### Source extract
The Work of the Body: A Post-Surgery Journal
A solo show with your host Trevor Maxwell
The stress of cancer accumulates, a thick and heavy covering that I can't shake.
It builds with each scan, each blood draw, each surgery.
It builds in the days between.
Nearly six years in the world of never knowing.
For 2,130 days the stress builds and my body and soul labor under the weight of it.
What are my cancer cells doing today? Where are they misbehaving? Where is my immune system keeping them in check? Where might my immune system be overwhelmed? How long can I go managing my cancer as a chronic illness? Will I make it to Elsie's high school graduation? Will I make it to Sage's college graduation? Will I slide through the eye of the needle and reach longterm survival, against all odds of science and every friend that I have lost to this same disease?
The people who have never had cancer in their bodies tell people like me to stop thinking about it. After the scans, the blood draws, the surgeries, they send me out into the sunshine and tell me not to think about it, as if my world looks anything like theirs.

### Your task
Rewrite the post-surgery journal starting at "Nearly six years" and ending at "anything like theirs.", putting "daylight" in place of "sunshine".

Saved entries
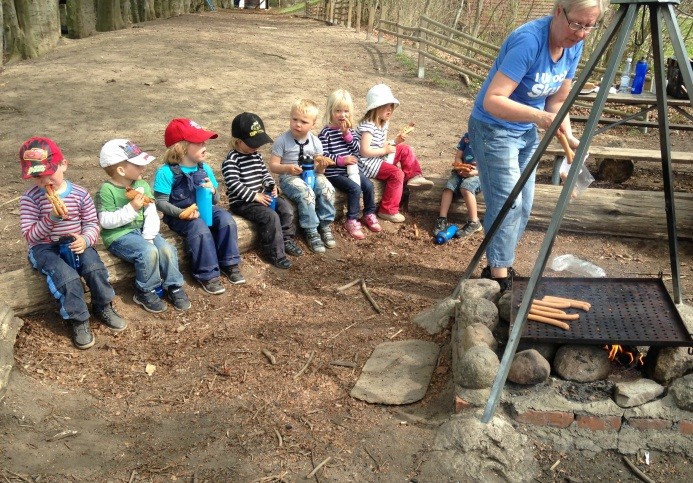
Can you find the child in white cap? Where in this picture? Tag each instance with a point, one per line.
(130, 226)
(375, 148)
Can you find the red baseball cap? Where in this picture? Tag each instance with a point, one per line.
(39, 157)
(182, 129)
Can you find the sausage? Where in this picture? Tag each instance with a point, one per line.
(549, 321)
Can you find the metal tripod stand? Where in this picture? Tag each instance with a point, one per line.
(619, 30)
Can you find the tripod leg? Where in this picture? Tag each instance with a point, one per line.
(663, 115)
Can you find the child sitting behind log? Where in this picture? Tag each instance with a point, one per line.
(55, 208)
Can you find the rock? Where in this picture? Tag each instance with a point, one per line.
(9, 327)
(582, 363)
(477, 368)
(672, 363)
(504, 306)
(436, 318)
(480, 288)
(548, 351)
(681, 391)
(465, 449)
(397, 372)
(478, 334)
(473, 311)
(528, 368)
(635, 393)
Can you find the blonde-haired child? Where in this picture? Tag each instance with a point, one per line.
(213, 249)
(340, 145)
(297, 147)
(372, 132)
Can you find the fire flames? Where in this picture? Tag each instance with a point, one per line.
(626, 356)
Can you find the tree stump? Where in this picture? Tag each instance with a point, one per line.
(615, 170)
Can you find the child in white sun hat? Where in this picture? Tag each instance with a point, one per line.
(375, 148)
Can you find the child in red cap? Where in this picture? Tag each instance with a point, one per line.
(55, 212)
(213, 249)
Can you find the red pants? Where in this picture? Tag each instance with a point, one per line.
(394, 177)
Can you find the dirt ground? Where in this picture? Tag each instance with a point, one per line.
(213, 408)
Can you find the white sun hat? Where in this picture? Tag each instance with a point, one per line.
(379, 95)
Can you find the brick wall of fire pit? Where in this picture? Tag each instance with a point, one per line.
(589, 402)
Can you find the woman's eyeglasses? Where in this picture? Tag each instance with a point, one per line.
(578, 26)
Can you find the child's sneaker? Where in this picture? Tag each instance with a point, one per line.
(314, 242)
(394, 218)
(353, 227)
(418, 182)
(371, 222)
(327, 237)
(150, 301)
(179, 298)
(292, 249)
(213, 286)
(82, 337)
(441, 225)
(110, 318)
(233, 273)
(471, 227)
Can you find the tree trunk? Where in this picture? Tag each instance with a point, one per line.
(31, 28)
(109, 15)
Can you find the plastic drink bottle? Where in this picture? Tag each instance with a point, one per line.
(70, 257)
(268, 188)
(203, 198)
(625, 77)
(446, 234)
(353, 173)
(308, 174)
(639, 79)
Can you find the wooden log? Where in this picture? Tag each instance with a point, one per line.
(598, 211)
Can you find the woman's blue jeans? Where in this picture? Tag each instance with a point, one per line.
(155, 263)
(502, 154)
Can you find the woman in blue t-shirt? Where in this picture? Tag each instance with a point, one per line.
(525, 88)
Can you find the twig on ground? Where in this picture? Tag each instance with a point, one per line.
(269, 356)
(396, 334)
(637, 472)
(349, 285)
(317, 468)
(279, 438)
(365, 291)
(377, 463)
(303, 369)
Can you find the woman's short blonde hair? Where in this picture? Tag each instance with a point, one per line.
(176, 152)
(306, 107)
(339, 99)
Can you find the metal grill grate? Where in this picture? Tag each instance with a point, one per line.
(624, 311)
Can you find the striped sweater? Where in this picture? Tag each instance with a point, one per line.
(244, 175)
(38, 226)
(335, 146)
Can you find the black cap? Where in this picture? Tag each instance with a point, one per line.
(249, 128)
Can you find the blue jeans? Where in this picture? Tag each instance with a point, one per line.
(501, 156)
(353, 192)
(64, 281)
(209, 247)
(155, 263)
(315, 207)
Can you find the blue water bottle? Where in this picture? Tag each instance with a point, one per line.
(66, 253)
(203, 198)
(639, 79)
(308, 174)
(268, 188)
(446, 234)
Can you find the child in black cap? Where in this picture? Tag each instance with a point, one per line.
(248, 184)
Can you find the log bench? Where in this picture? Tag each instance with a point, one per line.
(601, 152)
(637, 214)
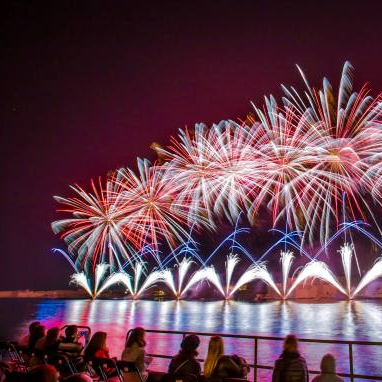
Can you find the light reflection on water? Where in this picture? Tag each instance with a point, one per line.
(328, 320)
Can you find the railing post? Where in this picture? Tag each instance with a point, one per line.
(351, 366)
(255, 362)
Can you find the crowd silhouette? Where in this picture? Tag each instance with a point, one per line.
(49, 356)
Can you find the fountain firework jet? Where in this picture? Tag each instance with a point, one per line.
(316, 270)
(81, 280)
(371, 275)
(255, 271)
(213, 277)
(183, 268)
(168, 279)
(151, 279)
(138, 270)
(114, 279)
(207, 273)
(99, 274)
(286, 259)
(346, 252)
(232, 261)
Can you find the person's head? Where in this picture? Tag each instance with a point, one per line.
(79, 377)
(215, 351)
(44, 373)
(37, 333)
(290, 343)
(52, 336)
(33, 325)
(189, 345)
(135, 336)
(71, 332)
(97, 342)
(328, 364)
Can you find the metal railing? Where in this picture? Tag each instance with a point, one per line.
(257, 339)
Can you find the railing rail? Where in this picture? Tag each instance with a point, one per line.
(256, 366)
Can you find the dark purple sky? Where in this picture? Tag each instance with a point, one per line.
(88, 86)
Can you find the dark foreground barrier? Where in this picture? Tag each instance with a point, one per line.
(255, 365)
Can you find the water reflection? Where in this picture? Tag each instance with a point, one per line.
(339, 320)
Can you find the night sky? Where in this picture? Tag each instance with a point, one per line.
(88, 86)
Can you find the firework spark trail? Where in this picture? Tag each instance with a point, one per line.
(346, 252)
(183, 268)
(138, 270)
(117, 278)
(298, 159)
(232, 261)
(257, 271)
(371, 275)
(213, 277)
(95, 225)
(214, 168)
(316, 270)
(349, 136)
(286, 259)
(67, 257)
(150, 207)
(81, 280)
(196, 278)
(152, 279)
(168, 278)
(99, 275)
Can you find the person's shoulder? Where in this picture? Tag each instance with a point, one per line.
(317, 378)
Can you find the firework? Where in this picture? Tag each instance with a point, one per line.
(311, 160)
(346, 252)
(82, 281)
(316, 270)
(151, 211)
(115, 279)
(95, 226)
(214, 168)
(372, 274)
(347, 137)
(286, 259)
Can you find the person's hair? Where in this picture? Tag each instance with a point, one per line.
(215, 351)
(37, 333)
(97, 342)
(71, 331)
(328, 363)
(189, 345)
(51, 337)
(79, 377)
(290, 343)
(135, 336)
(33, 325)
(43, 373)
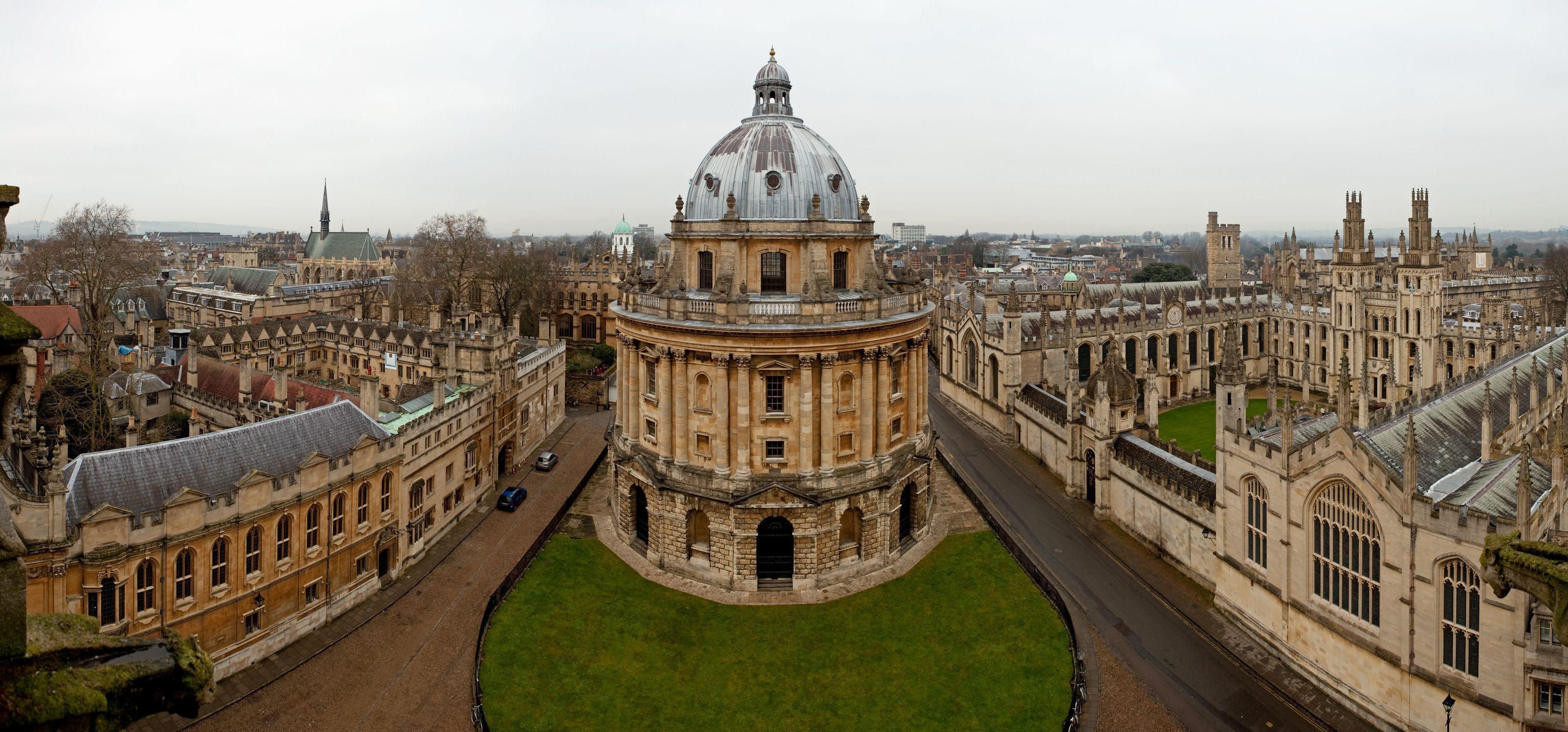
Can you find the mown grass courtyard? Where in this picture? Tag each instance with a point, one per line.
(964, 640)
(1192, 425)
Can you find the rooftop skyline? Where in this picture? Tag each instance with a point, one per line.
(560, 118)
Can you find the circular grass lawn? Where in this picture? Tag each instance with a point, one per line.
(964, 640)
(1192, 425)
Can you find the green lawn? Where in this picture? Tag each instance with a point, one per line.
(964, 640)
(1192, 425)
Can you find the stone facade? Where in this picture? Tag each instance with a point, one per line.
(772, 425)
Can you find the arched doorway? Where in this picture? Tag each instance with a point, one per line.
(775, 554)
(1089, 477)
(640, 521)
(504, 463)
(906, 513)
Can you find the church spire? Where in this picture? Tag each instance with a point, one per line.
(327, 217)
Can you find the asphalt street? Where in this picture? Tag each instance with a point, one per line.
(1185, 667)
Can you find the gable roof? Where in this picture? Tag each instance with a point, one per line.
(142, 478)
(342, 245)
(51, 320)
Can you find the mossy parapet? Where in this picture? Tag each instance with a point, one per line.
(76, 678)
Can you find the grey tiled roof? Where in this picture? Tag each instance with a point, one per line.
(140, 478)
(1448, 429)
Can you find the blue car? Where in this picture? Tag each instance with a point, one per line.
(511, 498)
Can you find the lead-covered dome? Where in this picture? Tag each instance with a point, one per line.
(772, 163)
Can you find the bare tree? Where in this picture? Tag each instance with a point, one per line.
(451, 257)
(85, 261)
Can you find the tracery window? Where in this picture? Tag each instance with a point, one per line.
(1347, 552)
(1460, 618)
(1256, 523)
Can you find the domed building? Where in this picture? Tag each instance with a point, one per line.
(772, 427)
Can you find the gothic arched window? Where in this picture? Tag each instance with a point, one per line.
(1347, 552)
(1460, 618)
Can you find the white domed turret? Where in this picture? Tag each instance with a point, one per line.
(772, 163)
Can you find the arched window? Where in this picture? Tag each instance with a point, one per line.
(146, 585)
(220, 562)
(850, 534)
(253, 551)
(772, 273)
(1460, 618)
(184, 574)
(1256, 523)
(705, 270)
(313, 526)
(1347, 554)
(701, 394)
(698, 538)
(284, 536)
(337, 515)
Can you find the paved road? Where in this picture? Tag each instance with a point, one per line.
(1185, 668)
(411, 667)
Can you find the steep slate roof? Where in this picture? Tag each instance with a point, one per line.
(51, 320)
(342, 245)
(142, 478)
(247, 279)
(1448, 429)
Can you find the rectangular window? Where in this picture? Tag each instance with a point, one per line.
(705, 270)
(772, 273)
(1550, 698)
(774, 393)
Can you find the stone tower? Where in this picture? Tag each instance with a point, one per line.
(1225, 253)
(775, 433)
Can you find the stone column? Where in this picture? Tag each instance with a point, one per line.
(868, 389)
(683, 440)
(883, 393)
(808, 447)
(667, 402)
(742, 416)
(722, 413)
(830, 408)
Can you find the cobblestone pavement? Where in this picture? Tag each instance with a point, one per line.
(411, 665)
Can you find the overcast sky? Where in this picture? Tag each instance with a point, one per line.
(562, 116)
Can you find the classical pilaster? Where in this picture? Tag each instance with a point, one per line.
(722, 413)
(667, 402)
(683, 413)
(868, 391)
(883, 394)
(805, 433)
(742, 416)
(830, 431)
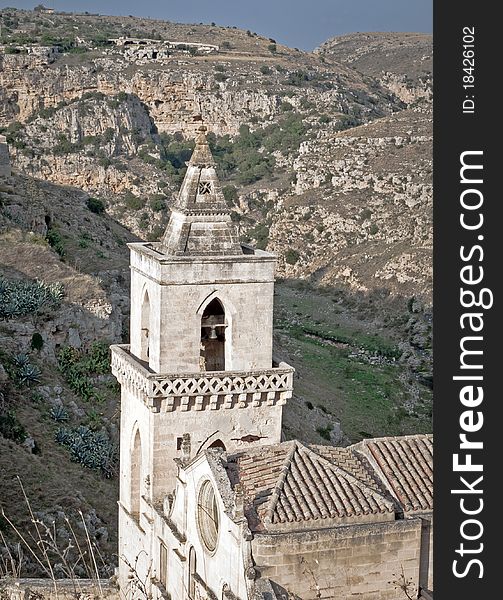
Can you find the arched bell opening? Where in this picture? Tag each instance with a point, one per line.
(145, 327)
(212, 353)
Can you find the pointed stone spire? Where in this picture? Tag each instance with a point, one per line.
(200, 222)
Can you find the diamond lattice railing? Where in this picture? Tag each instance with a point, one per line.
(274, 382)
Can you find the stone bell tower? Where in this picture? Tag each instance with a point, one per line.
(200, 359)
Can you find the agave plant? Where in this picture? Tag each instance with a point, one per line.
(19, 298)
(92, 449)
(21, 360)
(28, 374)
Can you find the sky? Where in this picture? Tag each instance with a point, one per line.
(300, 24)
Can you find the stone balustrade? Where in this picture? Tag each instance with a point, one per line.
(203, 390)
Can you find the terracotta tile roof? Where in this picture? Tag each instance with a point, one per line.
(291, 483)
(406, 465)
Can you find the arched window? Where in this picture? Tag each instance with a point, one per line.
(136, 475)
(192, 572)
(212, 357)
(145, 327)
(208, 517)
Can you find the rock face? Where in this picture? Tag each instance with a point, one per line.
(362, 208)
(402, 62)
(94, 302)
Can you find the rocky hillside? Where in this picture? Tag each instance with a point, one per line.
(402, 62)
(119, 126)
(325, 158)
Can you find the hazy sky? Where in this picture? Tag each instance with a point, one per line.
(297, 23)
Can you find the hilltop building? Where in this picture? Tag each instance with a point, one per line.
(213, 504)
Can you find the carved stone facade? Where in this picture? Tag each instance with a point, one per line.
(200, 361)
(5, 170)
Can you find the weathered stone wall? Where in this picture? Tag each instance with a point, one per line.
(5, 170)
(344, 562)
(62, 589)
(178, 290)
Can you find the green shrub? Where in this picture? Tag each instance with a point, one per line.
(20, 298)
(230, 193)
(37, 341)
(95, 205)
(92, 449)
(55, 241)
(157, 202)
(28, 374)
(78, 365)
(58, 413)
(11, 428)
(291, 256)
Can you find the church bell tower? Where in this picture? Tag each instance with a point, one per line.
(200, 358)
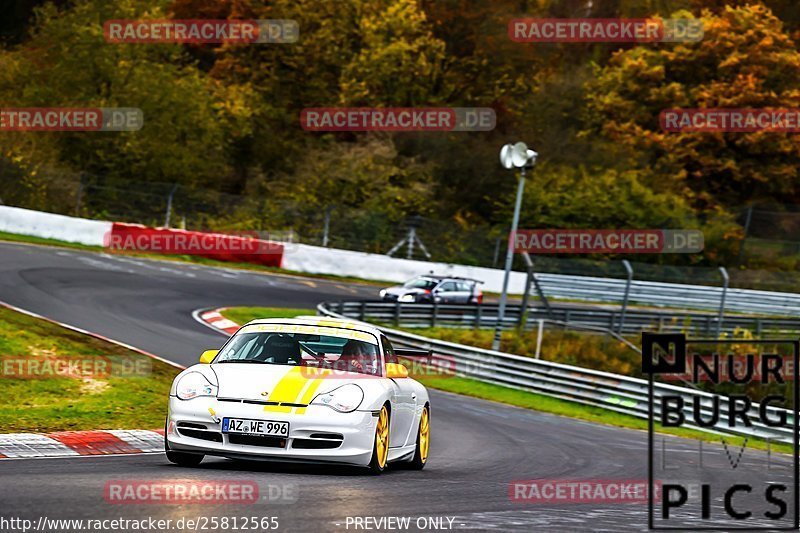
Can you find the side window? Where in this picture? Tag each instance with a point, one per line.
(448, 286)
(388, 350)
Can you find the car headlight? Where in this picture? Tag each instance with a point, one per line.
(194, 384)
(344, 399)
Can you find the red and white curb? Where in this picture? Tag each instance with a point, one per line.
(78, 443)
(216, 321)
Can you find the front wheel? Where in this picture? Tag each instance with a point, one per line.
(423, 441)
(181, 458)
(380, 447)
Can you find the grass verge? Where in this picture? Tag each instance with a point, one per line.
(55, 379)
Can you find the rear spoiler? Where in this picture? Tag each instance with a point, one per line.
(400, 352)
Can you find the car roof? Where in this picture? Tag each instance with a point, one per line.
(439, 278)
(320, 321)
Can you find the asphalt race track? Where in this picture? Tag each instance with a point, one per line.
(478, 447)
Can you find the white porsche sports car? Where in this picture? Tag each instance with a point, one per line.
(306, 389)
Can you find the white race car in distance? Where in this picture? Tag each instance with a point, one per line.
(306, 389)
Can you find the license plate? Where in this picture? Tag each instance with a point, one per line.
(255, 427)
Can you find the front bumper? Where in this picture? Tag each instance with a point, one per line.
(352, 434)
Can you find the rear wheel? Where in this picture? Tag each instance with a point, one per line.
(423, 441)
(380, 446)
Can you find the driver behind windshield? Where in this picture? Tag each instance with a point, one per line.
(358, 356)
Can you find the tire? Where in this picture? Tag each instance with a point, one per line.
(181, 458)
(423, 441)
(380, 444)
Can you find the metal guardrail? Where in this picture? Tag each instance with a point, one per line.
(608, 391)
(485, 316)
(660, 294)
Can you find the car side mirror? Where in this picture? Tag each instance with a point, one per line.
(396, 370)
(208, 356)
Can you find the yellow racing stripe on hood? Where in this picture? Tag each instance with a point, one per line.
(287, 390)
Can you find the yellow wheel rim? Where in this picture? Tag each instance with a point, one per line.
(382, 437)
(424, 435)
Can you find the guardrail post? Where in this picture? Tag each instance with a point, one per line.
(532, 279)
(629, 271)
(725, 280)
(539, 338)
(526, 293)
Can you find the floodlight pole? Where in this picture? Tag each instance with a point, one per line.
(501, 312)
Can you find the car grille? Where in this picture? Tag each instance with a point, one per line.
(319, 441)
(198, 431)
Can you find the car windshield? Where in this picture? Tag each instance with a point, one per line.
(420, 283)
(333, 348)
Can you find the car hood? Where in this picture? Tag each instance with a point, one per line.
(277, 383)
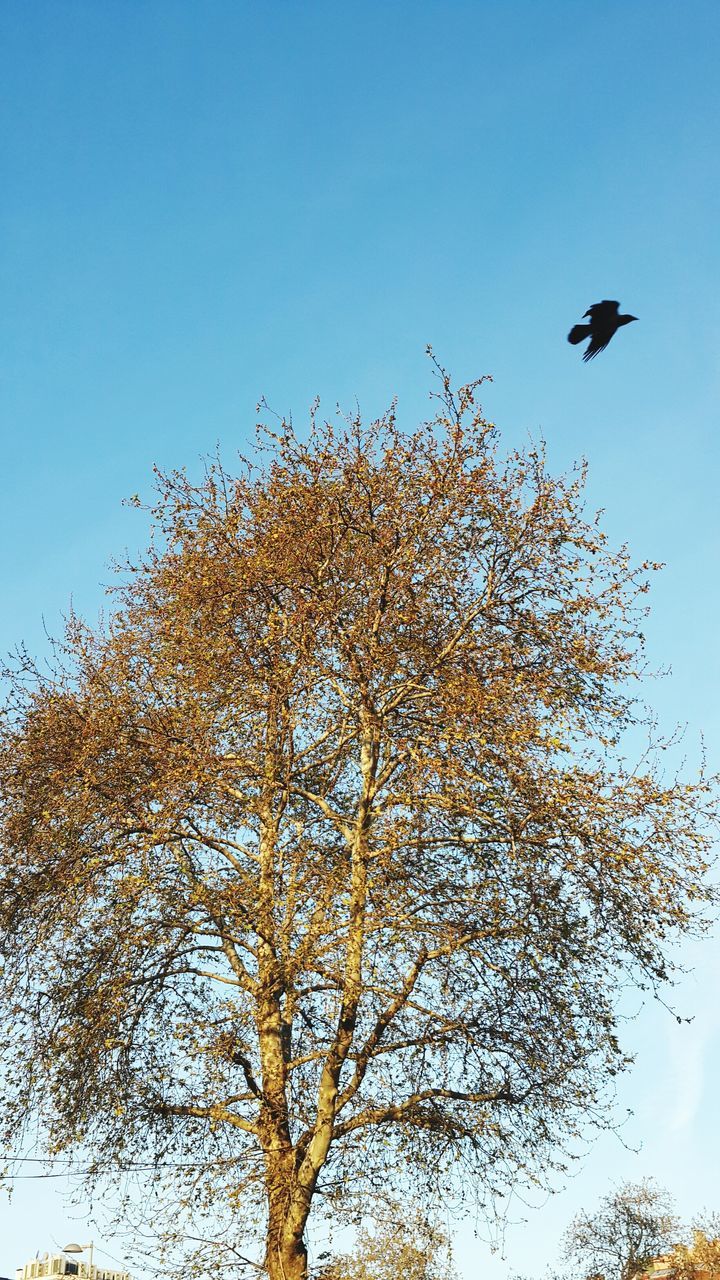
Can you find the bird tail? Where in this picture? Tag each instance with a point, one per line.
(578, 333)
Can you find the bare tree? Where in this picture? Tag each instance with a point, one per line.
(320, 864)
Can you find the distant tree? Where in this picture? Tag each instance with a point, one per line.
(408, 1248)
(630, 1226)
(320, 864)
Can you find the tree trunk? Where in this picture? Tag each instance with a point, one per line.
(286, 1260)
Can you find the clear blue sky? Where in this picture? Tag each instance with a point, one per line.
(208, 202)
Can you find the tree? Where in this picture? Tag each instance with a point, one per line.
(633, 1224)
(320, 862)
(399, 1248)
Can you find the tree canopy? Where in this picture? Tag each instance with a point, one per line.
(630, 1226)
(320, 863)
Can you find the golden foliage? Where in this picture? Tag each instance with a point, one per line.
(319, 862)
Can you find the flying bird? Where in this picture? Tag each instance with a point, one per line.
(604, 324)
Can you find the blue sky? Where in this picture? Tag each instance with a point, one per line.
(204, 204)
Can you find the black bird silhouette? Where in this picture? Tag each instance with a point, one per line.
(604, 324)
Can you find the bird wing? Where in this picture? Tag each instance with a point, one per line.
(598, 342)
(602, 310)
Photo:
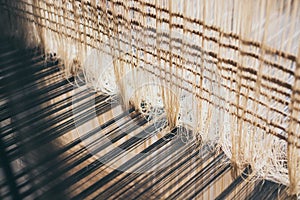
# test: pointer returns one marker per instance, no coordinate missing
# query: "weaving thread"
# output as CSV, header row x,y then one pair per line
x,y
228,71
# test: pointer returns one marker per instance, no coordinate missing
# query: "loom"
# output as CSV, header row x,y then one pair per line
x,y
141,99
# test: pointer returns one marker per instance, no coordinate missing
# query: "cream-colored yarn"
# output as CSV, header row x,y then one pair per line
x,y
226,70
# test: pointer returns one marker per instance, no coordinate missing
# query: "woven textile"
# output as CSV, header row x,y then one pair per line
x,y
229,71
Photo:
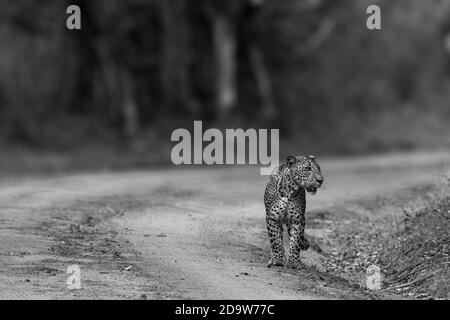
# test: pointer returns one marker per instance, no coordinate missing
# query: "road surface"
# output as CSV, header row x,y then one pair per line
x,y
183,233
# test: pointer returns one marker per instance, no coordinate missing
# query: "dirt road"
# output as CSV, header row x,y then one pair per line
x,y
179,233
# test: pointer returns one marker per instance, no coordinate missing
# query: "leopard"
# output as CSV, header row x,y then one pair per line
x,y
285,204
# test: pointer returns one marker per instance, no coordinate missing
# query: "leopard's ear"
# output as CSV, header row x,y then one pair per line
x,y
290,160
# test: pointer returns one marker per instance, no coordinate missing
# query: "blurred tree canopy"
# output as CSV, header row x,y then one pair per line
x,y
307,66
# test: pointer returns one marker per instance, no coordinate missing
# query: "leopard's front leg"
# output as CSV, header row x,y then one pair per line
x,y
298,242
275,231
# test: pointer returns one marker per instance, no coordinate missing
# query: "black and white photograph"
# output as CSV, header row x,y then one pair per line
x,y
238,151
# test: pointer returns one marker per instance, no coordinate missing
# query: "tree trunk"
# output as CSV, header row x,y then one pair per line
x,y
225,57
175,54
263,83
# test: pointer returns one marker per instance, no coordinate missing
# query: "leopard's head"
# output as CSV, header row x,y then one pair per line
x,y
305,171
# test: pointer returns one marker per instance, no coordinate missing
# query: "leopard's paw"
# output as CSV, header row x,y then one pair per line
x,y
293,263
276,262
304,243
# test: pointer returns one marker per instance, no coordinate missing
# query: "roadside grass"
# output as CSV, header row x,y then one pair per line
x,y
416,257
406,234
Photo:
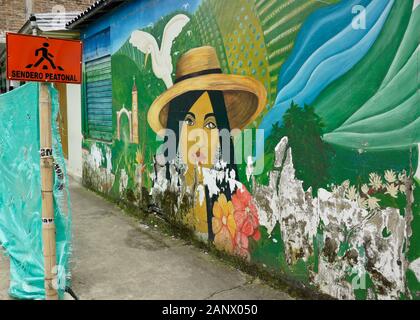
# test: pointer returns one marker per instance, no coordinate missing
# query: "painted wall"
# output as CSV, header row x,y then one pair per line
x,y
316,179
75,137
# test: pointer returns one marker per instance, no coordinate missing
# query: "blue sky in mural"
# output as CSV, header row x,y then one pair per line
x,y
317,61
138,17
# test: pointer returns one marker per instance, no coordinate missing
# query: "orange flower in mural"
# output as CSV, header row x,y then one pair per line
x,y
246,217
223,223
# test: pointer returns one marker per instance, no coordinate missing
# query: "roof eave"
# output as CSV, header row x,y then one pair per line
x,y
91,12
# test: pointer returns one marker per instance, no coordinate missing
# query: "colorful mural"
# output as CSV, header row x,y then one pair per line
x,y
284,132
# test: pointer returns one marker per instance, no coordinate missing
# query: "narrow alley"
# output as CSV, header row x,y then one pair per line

### Answer to the problem
Nearly six years in the world of never knowing.
For 2,130 days the stress builds and my body and soul labor under the weight of it.
What are my cancer cells doing today? Where are they misbehaving? Where is my immune system keeping them in check? Where might my immune system be overwhelmed? How long can I go managing my cancer as a chronic illness? Will I make it to Elsie's high school graduation? Will I make it to Sage's college graduation? Will I slide through the eye of the needle and reach longterm survival, against all odds of science and every friend that I have lost to this same disease?
The people who have never had cancer in their bodies tell people like me to stop thinking about it. After the scans, the blood draws, the surgeries, they send me out into the daylight and tell me not to think about it, as if my world looks anything like theirs.